Start of Supplied entries

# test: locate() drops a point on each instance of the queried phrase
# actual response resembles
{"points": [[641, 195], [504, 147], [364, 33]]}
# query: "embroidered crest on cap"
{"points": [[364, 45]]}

End of Supplied entries

◆ **What to do**
Return the listing exactly as it was given to you, with every line intact.

◆ **Answer below**
# test: locate() drops a point on each instance of the queried phrase
# actual response resembles
{"points": [[641, 195], [504, 147], [364, 33]]}
# query: "embroidered crest on cap"
{"points": [[364, 45]]}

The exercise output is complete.